• [原文資料]
___

ここからは吃音者としてのレビューになります。
自分は独り言だと吃音は出ないので、スマートスピーカーに対して話すときはどうなのかわからなかったんですが、結論から言えばしっかり吃りました。これはまぁそうだろうなとは思っていたので気にしてないです。

想定通りだったところ
スマートスピーカーは声だけで操作できるのが嬉しいところなんですが、吃音者にとっては「声でしか操作ができないところ」がネックになる時が多々あります。少しでも声以外で操作ができるように、ディスプレイがついているNest Hubを購入したのですが、Nest Hubも文字入力は声しか対応していません。例えばYoutubeで東海オンエアの動画を流そうにも、「OK Google, .................................t, t, 東海オンエアの動画を流して!」となったときには反応してくれず、ちょっともの悲しい気持ちに包まれます。もっと言いやすい名前にしてくれ東海オンエア。

ただでさえGoogle Nest Hubが反応しやすいようにデバイス名や調べたい検索名を正確に言わなければならないのに、頑張って言い終わった頃には入力待機時間が終わっていたり、最初の音が無駄に大きくなってしまってYoutubeでsumikaの曲を流そうとしたら「セミ、家」で検索されてセミを家で生きたまま揚げ物にする動画が流れてきたりしました。

設定側で言葉を設定すれば、自分の言いやすい言葉を設定して望んだ動きをさせることも可能ですが、今後の手間を考えると1つ1つ設定するのは結構苦行です。最低限よく使うであろうデバイスの名称は

「Nest Mini」→「スピーカー」
「テレビ」→ 「リビング」
「Nature Remo」→ 「リモコン」
「Nest Hub」→ 「ホーム」

など変えてしまいましたが、結局検索をしたいときはクエリを口にしなければならないのでストレスに感じるときはあります。

想定よりマシだったところ
1番は待機時間が思ったより長いことです。会話としては明らかに不自然な間があっても、「OK Google」と言ってから3~5秒くらいは普通に待ってくれるので、吃っても全然反応してくれます。ただ一度それ以降を話し始めるとそこから止まるとすぐに動作に入ってしまうという欠点はありました。

また音声認識の精度が非常に高いので、かなり小声でも十分に反応してくれて独り言程度の声量でも使えます。自分は声量を絞ればどもりも少しマシになるので割と嬉しかったです。

___

• [指示 A] 原文によると、「OK Google」と言ってからどのくらいの時間待ってくれますか。
原文とリストは互いに無関係です。

[データセット記録]
___

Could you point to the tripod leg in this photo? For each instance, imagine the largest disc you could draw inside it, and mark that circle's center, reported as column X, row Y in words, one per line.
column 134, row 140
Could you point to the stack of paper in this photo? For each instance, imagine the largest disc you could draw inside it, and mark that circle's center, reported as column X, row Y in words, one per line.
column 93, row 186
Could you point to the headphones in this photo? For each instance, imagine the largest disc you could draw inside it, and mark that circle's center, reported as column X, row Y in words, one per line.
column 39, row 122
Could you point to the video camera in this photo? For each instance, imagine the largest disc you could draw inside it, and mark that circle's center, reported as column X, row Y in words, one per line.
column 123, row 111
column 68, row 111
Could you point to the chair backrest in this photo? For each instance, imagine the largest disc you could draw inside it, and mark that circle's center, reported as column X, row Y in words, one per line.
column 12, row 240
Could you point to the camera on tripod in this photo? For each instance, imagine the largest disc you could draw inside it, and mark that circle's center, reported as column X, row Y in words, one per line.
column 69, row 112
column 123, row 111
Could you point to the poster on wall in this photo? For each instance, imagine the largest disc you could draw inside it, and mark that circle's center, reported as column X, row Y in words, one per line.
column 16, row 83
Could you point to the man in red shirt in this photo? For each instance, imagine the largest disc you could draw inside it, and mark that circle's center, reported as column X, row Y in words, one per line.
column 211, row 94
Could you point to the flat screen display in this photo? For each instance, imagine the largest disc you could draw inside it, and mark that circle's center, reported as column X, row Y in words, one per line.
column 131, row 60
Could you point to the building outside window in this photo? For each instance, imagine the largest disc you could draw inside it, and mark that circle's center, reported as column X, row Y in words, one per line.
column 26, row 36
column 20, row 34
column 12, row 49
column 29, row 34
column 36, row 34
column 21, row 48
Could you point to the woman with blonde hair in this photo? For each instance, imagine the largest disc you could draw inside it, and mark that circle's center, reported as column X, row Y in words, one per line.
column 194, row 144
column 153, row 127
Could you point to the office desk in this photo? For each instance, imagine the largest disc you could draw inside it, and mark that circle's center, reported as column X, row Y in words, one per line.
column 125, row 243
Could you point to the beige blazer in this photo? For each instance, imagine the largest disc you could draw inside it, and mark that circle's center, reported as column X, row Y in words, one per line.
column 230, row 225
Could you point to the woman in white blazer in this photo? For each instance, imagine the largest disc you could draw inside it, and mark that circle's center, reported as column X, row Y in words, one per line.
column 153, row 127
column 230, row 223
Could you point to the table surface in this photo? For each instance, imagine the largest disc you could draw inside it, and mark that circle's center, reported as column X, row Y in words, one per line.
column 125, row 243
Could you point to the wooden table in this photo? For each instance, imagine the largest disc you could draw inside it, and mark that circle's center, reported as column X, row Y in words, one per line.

___

• [指示 B] リストの冒頭から「column 131, row 60」を含む行まで(両端を含む)について、「in this photo」を「in this image」に書き換えてください。それ以外は変えずに、該当する行だけを示してください。

• [解答 A] 3~5秒くらいです。

• [解答 B]
Could you point to the tripod leg in this image? For each instance, imagine the largest disc you could draw inside it, and mark that circle's center, reported as column X, row Y in words, one per line.
column 134, row 140
Could you point to the stack of paper in this image? For each instance, imagine the largest disc you could draw inside it, and mark that circle's center, reported as column X, row Y in words, one per line.
column 93, row 186
Could you point to the headphones in this image? For each instance, imagine the largest disc you could draw inside it, and mark that circle's center, reported as column X, row Y in words, one per line.
column 39, row 122
Could you point to the video camera in this image? For each instance, imagine the largest disc you could draw inside it, and mark that circle's center, reported as column X, row Y in words, one per line.
column 123, row 111
column 68, row 111
Could you point to the chair backrest in this image? For each instance, imagine the largest disc you could draw inside it, and mark that circle's center, reported as column X, row Y in words, one per line.
column 12, row 240
Could you point to the camera on tripod in this image? For each instance, imagine the largest disc you could draw inside it, and mark that circle's center, reported as column X, row Y in words, one per line.
column 69, row 112
column 123, row 111
Could you point to the poster on wall in this image? For each instance, imagine the largest disc you could draw inside it, and mark that circle's center, reported as column X, row Y in words, one per line.
column 16, row 83
Could you point to the man in red shirt in this image? For each instance, imagine the largest disc you could draw inside it, and mark that circle's center, reported as column X, row Y in words, one per line.
column 211, row 94
Could you point to the flat screen display in this image? For each instance, imagine the largest disc you could draw inside it, and mark that circle's center, reported as column X, row Y in words, one per line.
column 131, row 60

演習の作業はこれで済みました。